ZIEL 1.
Fasse den Artikel über den neuen Wiener Chef der Neos in zwei Sätzen zusammen.

ARTIKEL.

++++++

Wien – Zuerst Pizza, dann Politik. Gegen den Kellner, der im Lokal Casa Mia in Wien-Liesing zurückhaltend die Bestellungen der Gäste aufnehmen will, hat auch Christoph Wiederkehr keine Chance. Das leibliche Wohl geht vor. Erst danach wird beim Bürgertreff der Neos im 23. Bezirk wieder dem Stargast gelauscht.

Wiederkehr ist seit 8. Dezember neuer Wien-Chef der Neos und damit der Nachfolger von Beate Meinl-Reisinger, die zur pinken Bundesfrontfrau aufgestiegen ist. Die Neos könnten bei der nächsten Wahl zum Zünglein an der Waage werden, wenn sich eine Zweierkoalition – Rot-Grün oder Rot-Schwarz – nicht ausgeht. Aber auch in der Opposition fühlen sich die Neos wohl. 2015 erreichte die Partei in Wien 6,2 Prozent. Ein konkretes Ziel für die Wahl 2020 nennt Wiederkehr nicht. Außer: "Stärker werden."

Christoph Wiederkehr löste Beate Meinl-Reisinger als Chef der Neos in Wien ab. Meinl-Reisinger stieg zur pinken Frontfrau im Bund auf.
Foto: APA / Helmut Fohringer

In der Pizzeria spricht Wiederkehr über Bildung: Seine Kritik am "desaströsen, katastrophalen Pflichtschulsystem unter Rot-Grün" wird goutiert. Die Zuhörer wollen aber lieber über ein weiteres Gymnasium für Liesing sprechen. Das ist Bundeskompetenz. Wiederkehr, der Neue an der Wiener Parteispitze, will den Wunsch dennoch bei der Stadtregierung deponieren, sagt er.

++++++

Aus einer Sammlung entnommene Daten
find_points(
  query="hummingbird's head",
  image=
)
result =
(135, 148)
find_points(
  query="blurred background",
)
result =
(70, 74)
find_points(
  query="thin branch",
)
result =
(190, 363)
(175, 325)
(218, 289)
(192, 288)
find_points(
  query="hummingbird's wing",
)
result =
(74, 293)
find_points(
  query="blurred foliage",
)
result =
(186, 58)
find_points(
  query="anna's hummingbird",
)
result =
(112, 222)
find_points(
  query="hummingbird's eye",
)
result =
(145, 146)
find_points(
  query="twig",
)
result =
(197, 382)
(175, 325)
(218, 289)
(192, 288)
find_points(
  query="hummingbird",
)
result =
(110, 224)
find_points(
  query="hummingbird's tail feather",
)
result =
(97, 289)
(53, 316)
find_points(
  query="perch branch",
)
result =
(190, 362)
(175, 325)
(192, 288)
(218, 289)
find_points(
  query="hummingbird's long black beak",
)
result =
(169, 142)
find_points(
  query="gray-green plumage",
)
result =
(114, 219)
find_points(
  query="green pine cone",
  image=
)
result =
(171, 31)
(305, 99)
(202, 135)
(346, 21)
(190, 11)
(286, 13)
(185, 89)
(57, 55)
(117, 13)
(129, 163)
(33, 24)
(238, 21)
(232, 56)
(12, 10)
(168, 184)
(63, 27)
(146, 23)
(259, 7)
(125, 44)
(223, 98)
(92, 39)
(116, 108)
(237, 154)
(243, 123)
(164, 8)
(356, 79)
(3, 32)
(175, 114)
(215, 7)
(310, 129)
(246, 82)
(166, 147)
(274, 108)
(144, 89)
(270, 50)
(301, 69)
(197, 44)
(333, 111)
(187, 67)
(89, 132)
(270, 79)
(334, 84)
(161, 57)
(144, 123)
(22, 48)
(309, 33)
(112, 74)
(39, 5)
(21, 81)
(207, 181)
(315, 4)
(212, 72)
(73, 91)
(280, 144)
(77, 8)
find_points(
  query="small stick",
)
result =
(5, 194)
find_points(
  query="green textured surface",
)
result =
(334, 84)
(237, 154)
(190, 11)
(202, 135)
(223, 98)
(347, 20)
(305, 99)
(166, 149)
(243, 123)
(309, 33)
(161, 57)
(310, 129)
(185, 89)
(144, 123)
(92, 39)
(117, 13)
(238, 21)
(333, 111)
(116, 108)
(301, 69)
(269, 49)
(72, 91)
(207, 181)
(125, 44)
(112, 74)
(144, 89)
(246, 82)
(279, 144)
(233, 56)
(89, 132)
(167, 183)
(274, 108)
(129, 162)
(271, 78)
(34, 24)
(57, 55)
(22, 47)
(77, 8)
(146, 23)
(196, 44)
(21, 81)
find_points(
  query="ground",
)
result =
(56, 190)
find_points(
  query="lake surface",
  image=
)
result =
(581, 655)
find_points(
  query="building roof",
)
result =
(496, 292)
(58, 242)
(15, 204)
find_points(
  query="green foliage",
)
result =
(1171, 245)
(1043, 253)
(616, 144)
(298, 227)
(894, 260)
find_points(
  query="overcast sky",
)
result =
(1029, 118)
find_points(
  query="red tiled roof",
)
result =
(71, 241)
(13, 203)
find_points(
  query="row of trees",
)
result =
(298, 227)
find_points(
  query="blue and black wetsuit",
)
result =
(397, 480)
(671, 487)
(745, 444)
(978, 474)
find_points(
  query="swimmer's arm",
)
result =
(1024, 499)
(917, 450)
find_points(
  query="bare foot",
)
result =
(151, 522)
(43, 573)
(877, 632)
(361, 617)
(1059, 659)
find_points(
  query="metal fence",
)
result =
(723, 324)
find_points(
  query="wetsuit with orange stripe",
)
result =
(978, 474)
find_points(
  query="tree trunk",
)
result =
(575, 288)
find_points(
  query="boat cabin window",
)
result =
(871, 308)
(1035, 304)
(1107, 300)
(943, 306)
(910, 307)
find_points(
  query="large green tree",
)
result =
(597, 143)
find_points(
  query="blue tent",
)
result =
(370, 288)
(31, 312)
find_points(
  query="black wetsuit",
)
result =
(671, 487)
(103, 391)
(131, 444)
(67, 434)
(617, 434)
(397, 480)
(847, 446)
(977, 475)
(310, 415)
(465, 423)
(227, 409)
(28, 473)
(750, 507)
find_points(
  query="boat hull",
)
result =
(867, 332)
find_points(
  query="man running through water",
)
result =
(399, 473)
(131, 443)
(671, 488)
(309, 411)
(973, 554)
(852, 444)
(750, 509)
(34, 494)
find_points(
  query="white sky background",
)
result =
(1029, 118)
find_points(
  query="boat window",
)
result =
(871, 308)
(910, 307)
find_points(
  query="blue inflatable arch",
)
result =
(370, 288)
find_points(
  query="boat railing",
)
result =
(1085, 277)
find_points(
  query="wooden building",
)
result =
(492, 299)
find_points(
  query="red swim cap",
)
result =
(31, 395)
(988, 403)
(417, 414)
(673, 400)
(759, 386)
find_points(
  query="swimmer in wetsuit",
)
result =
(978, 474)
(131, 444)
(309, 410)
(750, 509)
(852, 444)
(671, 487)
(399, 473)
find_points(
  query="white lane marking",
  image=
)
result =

++++++

ZIEL 2.
Liste alle Zeilen auf, in denen das Wort "boat" vorkommt.

LÖSUNG 1.
Christoph Wiederkehr ist seit 8. Dezember Wien-Chef der Neos und Nachfolger von Beate Meinl-Reisinger, die zur pinken Bundesfrontfrau aufgestiegen ist; als Ziel für die Wahl 2020 nennt er nur „Stärker werden“. Beim Bürgertreff in einer Pizzeria in Liesing kritisiert er das Pflichtschulsystem unter Rot-Grün, und obwohl ein weiteres Gymnasium für Liesing Bundeskompetenz ist, will er diesen Wunsch der Zuhörer bei der Stadtregierung deponieren.

LÖSUNG 2.
  query="boat cabin window",
  query="boat hull",
  query="boat window",
  query="boat railing",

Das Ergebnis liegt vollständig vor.